WHAT IS BEING ASKED:
Print the material below verbatim, line for line, without altering anything.

Object position labeling entries
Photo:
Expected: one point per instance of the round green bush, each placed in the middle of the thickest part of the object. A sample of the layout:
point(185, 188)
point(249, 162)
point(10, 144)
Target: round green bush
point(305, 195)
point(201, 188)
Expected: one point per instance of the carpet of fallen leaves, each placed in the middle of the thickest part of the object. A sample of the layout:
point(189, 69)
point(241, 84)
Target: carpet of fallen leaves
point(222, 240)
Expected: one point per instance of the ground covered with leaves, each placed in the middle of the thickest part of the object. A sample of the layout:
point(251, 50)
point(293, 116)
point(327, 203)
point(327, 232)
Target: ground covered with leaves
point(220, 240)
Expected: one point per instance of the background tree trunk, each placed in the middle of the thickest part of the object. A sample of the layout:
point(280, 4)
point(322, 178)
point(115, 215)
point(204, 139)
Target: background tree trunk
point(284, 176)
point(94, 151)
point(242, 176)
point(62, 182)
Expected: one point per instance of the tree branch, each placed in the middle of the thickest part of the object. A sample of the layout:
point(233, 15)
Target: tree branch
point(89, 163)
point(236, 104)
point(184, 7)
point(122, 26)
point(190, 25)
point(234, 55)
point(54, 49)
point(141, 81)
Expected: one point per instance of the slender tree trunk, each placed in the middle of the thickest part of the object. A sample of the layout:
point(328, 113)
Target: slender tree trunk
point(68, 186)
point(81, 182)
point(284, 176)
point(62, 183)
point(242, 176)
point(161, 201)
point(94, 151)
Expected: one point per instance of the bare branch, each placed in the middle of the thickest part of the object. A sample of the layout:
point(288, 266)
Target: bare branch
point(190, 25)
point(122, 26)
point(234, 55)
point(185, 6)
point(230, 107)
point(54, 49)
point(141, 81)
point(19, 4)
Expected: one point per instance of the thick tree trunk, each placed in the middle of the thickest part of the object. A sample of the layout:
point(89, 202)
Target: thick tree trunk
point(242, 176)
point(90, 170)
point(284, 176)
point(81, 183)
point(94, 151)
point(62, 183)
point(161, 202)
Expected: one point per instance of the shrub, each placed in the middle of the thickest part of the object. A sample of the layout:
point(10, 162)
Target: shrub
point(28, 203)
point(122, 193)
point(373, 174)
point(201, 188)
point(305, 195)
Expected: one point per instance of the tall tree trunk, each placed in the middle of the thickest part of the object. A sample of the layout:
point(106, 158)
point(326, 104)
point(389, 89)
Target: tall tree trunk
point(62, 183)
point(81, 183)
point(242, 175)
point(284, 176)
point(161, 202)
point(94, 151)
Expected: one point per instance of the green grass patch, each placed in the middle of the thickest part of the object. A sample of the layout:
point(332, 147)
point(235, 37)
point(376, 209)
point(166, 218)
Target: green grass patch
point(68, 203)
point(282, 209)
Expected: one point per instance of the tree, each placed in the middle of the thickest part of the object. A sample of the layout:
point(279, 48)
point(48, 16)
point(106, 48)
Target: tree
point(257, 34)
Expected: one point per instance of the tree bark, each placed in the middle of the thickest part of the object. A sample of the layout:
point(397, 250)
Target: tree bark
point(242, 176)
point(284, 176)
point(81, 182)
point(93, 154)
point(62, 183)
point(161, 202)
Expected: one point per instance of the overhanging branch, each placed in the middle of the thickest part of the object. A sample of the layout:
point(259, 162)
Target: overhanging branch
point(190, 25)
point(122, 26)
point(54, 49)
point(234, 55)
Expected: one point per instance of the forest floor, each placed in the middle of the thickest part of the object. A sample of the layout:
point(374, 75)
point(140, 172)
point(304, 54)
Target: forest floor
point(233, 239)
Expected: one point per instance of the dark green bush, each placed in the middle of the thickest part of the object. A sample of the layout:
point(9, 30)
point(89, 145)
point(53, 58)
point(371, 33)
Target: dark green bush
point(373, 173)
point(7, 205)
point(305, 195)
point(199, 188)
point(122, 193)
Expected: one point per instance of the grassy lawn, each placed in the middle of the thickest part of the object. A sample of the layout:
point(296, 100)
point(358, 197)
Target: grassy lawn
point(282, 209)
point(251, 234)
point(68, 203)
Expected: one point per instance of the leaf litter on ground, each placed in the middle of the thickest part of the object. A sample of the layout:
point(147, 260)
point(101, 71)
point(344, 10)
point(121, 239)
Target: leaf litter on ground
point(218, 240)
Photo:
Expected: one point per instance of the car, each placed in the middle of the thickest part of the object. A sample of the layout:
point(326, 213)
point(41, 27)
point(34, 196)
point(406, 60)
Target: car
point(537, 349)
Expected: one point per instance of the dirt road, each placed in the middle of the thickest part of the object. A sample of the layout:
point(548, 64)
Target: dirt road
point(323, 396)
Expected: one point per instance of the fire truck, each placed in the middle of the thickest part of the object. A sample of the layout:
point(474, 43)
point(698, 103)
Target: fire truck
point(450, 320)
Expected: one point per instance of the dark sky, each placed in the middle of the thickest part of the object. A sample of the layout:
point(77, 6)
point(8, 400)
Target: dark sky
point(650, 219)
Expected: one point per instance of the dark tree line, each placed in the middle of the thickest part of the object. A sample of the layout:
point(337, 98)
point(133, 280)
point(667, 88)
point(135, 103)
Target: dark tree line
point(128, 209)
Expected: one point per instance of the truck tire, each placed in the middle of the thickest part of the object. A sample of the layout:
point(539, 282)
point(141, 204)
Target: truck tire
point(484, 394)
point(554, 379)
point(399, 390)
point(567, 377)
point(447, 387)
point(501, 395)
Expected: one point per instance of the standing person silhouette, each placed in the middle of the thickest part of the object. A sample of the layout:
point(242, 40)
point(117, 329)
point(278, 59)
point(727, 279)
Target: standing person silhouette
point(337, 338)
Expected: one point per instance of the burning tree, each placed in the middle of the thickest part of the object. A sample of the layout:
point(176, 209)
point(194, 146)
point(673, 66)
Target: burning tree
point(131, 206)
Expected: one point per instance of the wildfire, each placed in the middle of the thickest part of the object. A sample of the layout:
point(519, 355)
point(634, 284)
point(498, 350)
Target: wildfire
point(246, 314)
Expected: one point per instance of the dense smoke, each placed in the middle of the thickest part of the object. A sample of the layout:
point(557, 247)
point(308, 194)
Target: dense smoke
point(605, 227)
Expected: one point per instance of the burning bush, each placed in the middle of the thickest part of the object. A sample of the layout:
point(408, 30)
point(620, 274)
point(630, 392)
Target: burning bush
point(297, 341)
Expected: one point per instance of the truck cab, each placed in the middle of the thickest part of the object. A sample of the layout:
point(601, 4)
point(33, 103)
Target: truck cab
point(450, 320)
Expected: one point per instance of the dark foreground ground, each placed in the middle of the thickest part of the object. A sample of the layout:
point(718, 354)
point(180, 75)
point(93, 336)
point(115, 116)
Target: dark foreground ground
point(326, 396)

THE COMPLETED TASK:
Photo:
Expected: one point per instance of the round green bush, each placed in the middle of the thickest part of the object. A sample of the layout:
point(185, 188)
point(249, 162)
point(10, 144)
Target: round green bush
point(305, 195)
point(201, 188)
Expected: one point per instance of the carpet of fallen leaves, each placed in the middle of the thickest part of the object. A sample of the layout:
point(189, 69)
point(241, 84)
Target: carpet of fallen leaves
point(222, 240)
Expected: one point per instance of the ground covered with leaves, each placed in the middle of the thickest part of the object. A sample of the layout:
point(251, 50)
point(293, 116)
point(327, 203)
point(327, 232)
Target: ground covered with leaves
point(220, 240)
Expected: one point per instance of the background tree trunk, each placed in the middle of the thickest part of the object. A sample of the layout:
point(280, 4)
point(322, 178)
point(115, 215)
point(204, 139)
Target: background tree trunk
point(284, 176)
point(94, 151)
point(242, 176)
point(62, 182)
Expected: one point per instance of the tree branch, each placed in the middle of the thickest part of the object. A sample of the layout:
point(233, 15)
Target: tree branch
point(89, 163)
point(236, 104)
point(184, 7)
point(122, 26)
point(190, 25)
point(234, 55)
point(54, 49)
point(141, 81)
Expected: one point per instance of the slender tree trunk, each placed in the middle of the thickest part of the object. A sample of the layout:
point(328, 113)
Target: slender tree trunk
point(68, 186)
point(81, 182)
point(284, 176)
point(62, 183)
point(242, 176)
point(161, 201)
point(94, 151)
Expected: one point per instance of the bare branch, each placed in the middle of the thickest part of the object. A sample of the layout:
point(288, 266)
Target: bare branch
point(190, 25)
point(122, 26)
point(234, 55)
point(185, 6)
point(230, 107)
point(54, 49)
point(141, 81)
point(19, 4)
Expected: one point per instance of the thick tree trunk, each placed in the middle of the thickest part of the object. A sample of the layout:
point(89, 202)
Target: thick tree trunk
point(242, 176)
point(90, 170)
point(284, 176)
point(81, 183)
point(94, 151)
point(62, 183)
point(161, 202)
Expected: one point per instance of the shrub, each placed in the middle of the thickest part of the object. A sample of the layout:
point(10, 162)
Target: shrub
point(28, 203)
point(122, 193)
point(373, 174)
point(201, 188)
point(305, 195)
Expected: one point per instance of the tall tree trunk, each placed in the middle of the thickest part of the object. A sample of the layout:
point(106, 158)
point(326, 104)
point(389, 89)
Target: tall tree trunk
point(62, 183)
point(81, 183)
point(242, 175)
point(284, 176)
point(161, 202)
point(94, 151)
Expected: one point per instance of the green grass patch, each placed in the middle of the thickest part of the object. A sample of the layout:
point(332, 147)
point(235, 37)
point(376, 209)
point(166, 218)
Target: green grass patch
point(68, 203)
point(282, 209)
Expected: one point per instance of the tree, each placed in the middle of the thickest part of the object. A sample of the layout:
point(279, 48)
point(48, 16)
point(106, 48)
Target: tree
point(257, 34)
Expected: one point per instance of the tree bark, each placed in the middle of the thickest part of the object. A sample of the layout:
point(397, 250)
Target: tree bark
point(242, 176)
point(284, 176)
point(81, 182)
point(93, 154)
point(62, 183)
point(161, 202)
Expected: one point per instance of the overhanging branch, each placed in the middle of the thickest part of the object. A sample of the layout:
point(259, 162)
Target: overhanging branch
point(190, 25)
point(122, 26)
point(54, 49)
point(234, 55)
Expected: one point per instance of the forest floor, each placed in the middle of the thickest part of the object. A sample of the layout:
point(374, 75)
point(140, 172)
point(304, 54)
Target: forest floor
point(233, 239)
Expected: one point per instance of the dark green bush, each placed in the middle of the thickest part of the object. A sample of the layout:
point(9, 30)
point(89, 145)
point(53, 58)
point(371, 33)
Target: dark green bush
point(373, 173)
point(7, 205)
point(305, 195)
point(199, 188)
point(122, 193)
Expected: one point per instance of the grassy lawn, each placed in the middle of the thickest part of the object. A sample of the layout:
point(296, 100)
point(358, 197)
Target: grassy lawn
point(282, 209)
point(251, 234)
point(68, 203)
Expected: one point per instance of the leaf litter on ground, each placed in the middle of the thickest part of the object. A sample of the layout:
point(147, 260)
point(101, 71)
point(344, 10)
point(121, 239)
Target: leaf litter on ground
point(218, 240)
Photo:
Expected: one point per instance of the car, each placed in the middle of the thickest part of the object. A sample of the layout:
point(326, 213)
point(41, 27)
point(34, 196)
point(406, 60)
Target: car
point(537, 349)
Expected: one point per instance of the dirt road, each placed in the middle of the thickest part of the object. A sample of the layout:
point(548, 64)
Target: dirt road
point(323, 396)
Expected: one point per instance of the fire truck, each placed in the middle of the thickest part of the object. A sample of the layout:
point(474, 43)
point(698, 103)
Target: fire truck
point(450, 320)
Expected: one point per instance of the dark sky, each placed in the middle of the thickest part of the object. A sample of the layout:
point(77, 6)
point(8, 400)
Target: dark sky
point(650, 219)
Expected: one point per instance of the dark tree line, each placed in the middle of the thickest part of the object. A sample of the layout:
point(337, 98)
point(133, 280)
point(667, 88)
point(135, 103)
Target: dark tree line
point(128, 209)
Expected: one point per instance of the truck tire, each placed in the middle of the thickest part of the object. A sample of the layout:
point(539, 282)
point(141, 204)
Target: truck tire
point(484, 394)
point(554, 379)
point(399, 390)
point(567, 377)
point(447, 387)
point(501, 395)
Expected: one point per instance of the standing person silhouette, each placed in the middle of the thickest part of the object. A sample of the layout:
point(242, 40)
point(117, 329)
point(278, 59)
point(727, 279)
Target: standing person silhouette
point(337, 338)
Expected: one point per instance of the burning tree, each placed in the middle of the thickest part of the object. A sample of the layout:
point(176, 209)
point(194, 146)
point(673, 66)
Target: burning tree
point(131, 206)
Expected: one point per instance of the wildfire, each placed in the middle of the thickest part of the object. A sample of the layout:
point(519, 355)
point(634, 284)
point(498, 350)
Target: wildfire
point(246, 314)
Expected: one point per instance of the dense smoke, each placed in the middle of the thickest part of the object. A sample of the layout:
point(557, 247)
point(308, 194)
Target: dense smoke
point(605, 227)
Expected: one point per instance of the burning bush, each placed in the middle of the thickest part of the object. A sample of the layout:
point(408, 30)
point(620, 274)
point(630, 392)
Target: burning bush
point(297, 341)
Expected: one point per instance of the truck cab, each placed in the middle of the thickest part of the object. A sample of the layout:
point(601, 4)
point(33, 103)
Target: truck cab
point(450, 320)
Expected: one point per instance of the dark foreground ground, each placed in the middle of the thickest part of the object. A sample of the layout:
point(718, 354)
point(180, 75)
point(93, 336)
point(115, 116)
Target: dark foreground ground
point(326, 396)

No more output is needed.